Dataset entries
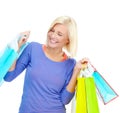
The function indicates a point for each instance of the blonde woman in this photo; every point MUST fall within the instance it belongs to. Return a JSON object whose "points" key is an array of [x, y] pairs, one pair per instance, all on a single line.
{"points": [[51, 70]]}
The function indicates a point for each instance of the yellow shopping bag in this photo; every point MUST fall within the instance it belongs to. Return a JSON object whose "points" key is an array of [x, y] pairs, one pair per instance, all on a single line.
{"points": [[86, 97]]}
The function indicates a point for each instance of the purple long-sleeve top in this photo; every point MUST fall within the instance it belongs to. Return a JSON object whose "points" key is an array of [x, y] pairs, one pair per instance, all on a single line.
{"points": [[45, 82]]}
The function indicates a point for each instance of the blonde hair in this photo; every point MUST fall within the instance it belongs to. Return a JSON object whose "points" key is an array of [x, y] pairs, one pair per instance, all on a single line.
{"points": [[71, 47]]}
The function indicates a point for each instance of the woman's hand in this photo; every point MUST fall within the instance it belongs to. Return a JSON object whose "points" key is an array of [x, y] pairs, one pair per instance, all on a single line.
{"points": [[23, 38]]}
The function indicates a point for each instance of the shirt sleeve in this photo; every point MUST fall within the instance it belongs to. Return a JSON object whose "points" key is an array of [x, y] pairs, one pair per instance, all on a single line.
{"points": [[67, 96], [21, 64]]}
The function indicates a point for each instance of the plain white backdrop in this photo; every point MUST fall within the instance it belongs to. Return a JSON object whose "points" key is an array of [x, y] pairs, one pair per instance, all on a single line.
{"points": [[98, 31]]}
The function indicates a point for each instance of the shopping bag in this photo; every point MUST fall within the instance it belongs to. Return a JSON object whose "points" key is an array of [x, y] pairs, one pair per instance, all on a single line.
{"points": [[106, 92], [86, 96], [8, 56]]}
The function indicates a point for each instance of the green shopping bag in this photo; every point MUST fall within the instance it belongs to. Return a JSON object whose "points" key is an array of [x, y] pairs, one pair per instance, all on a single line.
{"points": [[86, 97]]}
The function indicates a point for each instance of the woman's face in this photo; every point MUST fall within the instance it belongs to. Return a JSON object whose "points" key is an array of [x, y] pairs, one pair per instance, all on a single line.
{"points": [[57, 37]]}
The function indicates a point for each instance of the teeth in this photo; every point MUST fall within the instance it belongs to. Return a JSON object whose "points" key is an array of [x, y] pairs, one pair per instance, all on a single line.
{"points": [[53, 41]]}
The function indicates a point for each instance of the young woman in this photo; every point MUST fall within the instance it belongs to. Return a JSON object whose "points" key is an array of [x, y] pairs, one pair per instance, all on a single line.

...

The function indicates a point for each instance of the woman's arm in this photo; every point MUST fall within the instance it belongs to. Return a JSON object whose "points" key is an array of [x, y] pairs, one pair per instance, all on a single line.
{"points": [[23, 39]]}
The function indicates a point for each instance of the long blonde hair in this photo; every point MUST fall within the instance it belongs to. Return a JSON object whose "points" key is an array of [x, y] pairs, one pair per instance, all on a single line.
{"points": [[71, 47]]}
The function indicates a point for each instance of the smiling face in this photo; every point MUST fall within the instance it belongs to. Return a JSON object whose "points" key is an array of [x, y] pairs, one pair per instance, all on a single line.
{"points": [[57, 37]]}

...

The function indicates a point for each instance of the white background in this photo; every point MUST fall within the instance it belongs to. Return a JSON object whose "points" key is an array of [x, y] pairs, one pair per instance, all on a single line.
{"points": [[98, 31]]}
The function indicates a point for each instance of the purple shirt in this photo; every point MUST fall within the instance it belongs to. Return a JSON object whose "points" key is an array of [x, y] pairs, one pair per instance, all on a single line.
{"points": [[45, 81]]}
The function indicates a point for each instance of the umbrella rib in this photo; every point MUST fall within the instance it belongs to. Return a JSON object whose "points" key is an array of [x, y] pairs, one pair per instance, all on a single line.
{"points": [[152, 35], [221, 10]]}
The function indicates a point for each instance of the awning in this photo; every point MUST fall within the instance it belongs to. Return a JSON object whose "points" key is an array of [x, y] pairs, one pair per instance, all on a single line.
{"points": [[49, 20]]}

EXERCISE DETAILS: State how many lines of the records contain the string "purple", treating case as significant. Give only the number.

COMPLETE RESPONSE: 2